##### TASK INPUTS

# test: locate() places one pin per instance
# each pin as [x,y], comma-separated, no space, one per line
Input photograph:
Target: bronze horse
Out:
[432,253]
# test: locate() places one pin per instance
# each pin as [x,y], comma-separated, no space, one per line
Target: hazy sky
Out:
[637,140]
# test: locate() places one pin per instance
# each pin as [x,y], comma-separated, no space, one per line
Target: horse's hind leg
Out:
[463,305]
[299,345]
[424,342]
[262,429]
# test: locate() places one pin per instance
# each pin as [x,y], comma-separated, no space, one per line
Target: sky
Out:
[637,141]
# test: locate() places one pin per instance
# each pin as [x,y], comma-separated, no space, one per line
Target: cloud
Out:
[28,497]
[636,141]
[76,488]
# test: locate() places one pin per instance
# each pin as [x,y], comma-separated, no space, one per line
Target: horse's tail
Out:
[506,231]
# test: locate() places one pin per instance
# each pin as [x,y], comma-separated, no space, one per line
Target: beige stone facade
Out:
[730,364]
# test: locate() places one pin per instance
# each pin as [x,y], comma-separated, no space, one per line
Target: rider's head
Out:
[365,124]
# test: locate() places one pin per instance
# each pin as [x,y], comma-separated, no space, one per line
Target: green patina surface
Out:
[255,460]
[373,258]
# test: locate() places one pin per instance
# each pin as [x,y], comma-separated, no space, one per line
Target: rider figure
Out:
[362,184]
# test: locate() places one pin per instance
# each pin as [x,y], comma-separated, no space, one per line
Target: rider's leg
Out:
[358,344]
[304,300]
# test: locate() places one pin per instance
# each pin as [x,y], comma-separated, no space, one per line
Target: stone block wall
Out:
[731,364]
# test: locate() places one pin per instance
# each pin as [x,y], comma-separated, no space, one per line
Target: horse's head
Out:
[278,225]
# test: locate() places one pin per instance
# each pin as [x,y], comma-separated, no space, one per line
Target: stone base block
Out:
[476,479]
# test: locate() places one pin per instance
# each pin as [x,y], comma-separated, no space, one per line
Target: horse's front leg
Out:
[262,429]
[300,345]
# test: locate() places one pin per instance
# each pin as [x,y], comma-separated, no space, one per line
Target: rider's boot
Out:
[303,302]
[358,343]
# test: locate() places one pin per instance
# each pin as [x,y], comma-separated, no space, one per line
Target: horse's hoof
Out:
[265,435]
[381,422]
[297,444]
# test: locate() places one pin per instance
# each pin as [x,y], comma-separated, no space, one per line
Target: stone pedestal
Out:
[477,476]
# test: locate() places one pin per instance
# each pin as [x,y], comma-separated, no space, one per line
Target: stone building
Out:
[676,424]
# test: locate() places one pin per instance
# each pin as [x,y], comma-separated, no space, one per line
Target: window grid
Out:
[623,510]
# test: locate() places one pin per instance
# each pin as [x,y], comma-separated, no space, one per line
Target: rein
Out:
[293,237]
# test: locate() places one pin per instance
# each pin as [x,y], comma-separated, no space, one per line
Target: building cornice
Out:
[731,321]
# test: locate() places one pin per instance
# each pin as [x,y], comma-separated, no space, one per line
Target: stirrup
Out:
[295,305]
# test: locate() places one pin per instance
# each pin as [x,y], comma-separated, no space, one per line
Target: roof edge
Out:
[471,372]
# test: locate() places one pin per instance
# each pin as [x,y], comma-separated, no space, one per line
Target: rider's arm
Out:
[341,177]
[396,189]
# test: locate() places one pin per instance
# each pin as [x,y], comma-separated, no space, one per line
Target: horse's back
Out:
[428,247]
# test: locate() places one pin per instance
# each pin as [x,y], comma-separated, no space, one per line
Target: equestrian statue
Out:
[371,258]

##########
##### TASK INPUTS

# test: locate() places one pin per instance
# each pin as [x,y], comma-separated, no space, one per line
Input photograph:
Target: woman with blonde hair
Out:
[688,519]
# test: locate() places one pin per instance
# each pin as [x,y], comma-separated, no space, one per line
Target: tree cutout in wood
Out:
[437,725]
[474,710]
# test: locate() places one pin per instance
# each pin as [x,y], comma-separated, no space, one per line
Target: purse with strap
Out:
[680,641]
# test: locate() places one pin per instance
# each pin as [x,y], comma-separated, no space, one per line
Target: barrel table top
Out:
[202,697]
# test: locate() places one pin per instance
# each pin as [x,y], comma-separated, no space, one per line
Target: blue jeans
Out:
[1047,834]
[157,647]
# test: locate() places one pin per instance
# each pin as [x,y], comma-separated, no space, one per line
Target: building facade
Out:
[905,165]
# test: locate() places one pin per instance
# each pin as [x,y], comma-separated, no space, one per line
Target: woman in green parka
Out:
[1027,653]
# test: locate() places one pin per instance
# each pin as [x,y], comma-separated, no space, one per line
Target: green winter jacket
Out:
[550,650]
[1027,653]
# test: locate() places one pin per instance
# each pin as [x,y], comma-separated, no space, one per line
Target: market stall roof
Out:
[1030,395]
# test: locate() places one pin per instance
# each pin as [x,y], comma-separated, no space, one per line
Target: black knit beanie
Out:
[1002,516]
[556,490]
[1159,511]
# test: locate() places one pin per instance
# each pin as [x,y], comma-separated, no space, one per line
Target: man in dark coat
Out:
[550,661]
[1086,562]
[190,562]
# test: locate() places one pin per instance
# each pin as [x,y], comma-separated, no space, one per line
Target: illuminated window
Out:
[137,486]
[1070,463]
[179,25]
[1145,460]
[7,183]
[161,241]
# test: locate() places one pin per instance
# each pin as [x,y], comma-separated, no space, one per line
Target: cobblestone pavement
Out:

##########
##### TASK INPUTS

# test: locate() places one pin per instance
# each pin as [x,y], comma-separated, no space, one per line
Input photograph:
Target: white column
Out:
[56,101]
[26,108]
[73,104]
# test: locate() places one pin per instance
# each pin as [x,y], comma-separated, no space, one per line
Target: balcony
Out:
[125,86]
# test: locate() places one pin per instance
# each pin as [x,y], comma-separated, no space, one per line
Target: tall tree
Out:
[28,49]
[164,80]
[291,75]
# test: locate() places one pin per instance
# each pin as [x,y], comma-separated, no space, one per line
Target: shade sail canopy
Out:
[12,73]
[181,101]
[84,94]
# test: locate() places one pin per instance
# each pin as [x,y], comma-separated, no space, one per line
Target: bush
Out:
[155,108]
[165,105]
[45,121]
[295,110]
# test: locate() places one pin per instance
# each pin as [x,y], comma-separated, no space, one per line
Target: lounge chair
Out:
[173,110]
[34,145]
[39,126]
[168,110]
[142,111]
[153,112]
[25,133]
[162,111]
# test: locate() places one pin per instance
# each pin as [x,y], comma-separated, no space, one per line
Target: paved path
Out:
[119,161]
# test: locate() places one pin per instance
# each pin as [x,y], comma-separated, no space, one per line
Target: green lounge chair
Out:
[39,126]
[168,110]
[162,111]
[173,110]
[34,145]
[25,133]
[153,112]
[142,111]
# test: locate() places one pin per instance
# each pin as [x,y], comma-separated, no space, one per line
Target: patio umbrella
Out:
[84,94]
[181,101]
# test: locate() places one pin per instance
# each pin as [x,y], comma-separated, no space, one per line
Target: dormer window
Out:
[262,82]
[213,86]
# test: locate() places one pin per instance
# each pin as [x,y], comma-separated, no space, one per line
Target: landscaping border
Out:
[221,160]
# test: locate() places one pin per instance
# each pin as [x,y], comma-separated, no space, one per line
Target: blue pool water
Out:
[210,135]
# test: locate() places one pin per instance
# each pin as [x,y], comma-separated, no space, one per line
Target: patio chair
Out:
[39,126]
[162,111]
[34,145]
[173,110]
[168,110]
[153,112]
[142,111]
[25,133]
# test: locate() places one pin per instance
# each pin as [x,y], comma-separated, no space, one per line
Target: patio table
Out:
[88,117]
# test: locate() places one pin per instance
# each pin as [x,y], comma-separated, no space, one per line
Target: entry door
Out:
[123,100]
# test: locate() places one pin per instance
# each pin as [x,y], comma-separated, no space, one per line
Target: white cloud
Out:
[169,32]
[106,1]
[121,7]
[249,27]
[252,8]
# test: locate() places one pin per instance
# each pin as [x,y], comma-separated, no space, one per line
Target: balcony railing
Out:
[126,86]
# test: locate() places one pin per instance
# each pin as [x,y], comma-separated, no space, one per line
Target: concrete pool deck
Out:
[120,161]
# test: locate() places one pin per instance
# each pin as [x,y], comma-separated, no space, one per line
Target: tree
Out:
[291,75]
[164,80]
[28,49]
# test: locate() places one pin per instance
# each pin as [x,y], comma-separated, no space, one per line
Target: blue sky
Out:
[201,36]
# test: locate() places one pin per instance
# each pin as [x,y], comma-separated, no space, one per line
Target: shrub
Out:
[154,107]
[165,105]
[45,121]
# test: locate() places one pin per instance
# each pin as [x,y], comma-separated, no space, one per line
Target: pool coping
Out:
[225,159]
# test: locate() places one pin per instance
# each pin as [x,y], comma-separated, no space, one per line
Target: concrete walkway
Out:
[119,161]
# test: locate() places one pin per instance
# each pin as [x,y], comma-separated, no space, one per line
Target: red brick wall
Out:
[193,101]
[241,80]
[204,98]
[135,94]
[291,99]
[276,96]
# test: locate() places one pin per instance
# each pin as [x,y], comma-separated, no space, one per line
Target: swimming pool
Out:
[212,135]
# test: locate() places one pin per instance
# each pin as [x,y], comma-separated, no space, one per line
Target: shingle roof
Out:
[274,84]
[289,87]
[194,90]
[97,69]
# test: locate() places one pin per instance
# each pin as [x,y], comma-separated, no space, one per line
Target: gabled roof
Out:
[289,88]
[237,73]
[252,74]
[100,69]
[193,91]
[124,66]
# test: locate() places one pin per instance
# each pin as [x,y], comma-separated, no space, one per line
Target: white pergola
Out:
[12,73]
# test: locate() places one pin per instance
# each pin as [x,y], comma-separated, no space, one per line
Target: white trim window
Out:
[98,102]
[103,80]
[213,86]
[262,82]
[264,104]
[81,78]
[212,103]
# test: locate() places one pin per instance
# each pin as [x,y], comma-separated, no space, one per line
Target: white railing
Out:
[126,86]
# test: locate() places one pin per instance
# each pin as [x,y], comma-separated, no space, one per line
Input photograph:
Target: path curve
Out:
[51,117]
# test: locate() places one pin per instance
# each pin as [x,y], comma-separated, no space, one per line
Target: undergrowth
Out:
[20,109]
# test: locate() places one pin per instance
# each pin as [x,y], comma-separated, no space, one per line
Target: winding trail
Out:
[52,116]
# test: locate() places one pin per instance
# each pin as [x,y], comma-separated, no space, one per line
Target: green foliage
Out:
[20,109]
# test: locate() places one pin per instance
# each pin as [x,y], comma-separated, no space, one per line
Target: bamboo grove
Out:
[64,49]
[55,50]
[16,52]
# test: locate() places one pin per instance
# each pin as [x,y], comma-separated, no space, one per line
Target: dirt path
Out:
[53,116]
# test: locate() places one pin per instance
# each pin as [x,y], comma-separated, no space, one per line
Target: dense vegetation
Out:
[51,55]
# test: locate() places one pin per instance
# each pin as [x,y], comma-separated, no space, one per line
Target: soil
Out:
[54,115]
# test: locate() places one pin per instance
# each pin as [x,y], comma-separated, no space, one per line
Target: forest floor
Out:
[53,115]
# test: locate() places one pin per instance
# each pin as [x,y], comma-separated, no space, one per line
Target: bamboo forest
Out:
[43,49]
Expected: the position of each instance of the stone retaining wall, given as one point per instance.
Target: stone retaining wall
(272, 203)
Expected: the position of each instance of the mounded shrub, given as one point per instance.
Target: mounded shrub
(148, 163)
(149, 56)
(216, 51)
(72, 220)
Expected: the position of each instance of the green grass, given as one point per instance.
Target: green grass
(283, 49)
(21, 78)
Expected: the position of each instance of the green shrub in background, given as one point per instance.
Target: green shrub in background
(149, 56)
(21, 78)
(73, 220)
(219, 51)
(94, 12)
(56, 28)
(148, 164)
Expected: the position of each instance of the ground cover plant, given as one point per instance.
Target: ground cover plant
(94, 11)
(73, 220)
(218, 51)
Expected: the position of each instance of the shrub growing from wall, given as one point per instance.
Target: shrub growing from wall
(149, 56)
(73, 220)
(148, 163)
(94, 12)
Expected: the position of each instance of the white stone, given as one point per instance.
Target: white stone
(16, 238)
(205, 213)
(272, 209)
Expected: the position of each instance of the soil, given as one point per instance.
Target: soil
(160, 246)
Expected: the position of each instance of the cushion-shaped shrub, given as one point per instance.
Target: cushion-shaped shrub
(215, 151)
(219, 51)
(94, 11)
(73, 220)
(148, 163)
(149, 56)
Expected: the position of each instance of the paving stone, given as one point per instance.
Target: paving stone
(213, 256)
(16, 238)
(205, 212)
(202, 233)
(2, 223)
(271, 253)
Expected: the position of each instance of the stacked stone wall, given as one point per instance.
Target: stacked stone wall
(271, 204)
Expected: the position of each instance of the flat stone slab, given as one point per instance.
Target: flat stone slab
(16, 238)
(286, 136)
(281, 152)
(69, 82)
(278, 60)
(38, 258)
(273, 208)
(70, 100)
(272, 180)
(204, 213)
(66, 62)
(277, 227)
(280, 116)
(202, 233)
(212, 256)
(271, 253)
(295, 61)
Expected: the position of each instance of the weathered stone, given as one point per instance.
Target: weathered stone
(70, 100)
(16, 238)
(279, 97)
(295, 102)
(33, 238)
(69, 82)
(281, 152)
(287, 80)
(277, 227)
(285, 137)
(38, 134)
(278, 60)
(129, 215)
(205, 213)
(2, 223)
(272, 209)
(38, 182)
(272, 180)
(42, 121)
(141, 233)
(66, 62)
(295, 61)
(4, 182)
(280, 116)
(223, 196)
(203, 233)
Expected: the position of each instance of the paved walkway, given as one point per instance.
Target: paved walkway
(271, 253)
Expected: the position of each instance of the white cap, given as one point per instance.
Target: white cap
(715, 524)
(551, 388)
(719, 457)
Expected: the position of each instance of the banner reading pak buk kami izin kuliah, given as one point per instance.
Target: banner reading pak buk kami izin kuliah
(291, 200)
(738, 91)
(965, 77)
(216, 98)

##########

In the data above, count the lines that contain the string "chair". Give only the number.

→ RESPONSE TO THIS EXERCISE
3